**A fazer:**
1 > Reproduza sem alterações a parte da notícia sobre a pena para injúria racial que vai desde "Senado aprova pena" até "análise das alterações.".
2 > Prossiga com a notícia sobre a aprovação da pena maior para injúria racial a partir do ponto em que o texto termina.

**Trecho fornecido:**
Senado aprova pena maior para injúria racial; ‘é um caminho, mas na prática o racismo estrutural já tomou conta’, diz liderança negra
18 de maio de 2022
20:05
Ívina Garcia – Da Revista Cenarium
MANAUS – O Projeto de Lei 4.566/2021 aprovado pelos senadores na tarde desta quarta-feira, 18, penaliza a injúria racial cometida em locais públicos ou locais privados abertos ao público coletivo e aumenta a reclusão de dois a cinco anos, e multa. Anteriormente, o texto penalizava de um a três anos e meio. Agora, o PL volta para a Câmara, para análise das alterações.
Para a autora do Projeto de Lei, a deputada Tia Eron (Republicanos-BA), a injúria racial deveria ser tão grave quanto crimes de racismo, principalmente quando feitas em público.
”A injúria racial, quando praticada em locais públicos ou privados abertos ao público, atinge a honra de toda uma coletividade de pessoas que compartilham a mesma cor, raça ou etnia, atentando contra os princípios básicos de civilidade”. A deputada acredita que não há uma pessoa desta coletividade que não se sinta atingida quando presencia uma situação dessa.

**Dados fornecidos:**
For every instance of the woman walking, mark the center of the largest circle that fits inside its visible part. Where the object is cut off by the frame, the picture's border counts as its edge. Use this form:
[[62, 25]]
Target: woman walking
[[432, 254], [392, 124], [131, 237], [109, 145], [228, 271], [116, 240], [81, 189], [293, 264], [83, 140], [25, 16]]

**Resultados:**
1 >
Senado aprova pena maior para injúria racial; ‘é um caminho, mas na prática o racismo estrutural já tomou conta’, diz liderança negra
18 de maio de 2022
20:05
Ívina Garcia – Da Revista Cenarium
MANAUS – O Projeto de Lei 4.566/2021 aprovado pelos senadores na tarde desta quarta-feira, 18, penaliza a injúria racial cometida em locais públicos ou locais privados abertos ao público coletivo e aumenta a reclusão de dois a cinco anos, e multa. Anteriormente, o texto penalizava de um a três anos e meio. Agora, o PL volta para a Câmara, para análise das alterações.

2 >
O contexto do PL quer que pessoas que cometam injúria racial, em locais de atividades esportivas, religiosas, artísticas ou culturais sejam proibidas de retornar ao local, além do agravo de pena.
O relator do projeto, no Senado, Paulo Paim (PT-RS), escreveu no parecer que o mesmo também vale para quem “obstar, impedir ou empregar violência contra quaisquer manifestações ou práticas religiosas de matriz africana”.
Ainda completou: “Nada obstante, mesmo após a garantia da plena liberdade religiosa, em sede constitucional, as religiões afro-brasileiras, por força da dependência da trajetória, continuam enfrentando, em diversas esferas, tratamento jurídico, político e social desfavorável”.
O crime ainda é agravado em casos de feito por bullying. No texto, o relator tipifica como “descontração, diversão ou recreação”. Nesse caso, a pena é aumentada de um terço até a metade, bem como, se a injúria racial for praticada contra servidor público que estiver exercendo a profissão.
O projeto ainda prevê que em todos os atos processuais, cíveis e criminais, um advogado deve acompanhar a vítima, seja advogado privado ou da defensoria pública.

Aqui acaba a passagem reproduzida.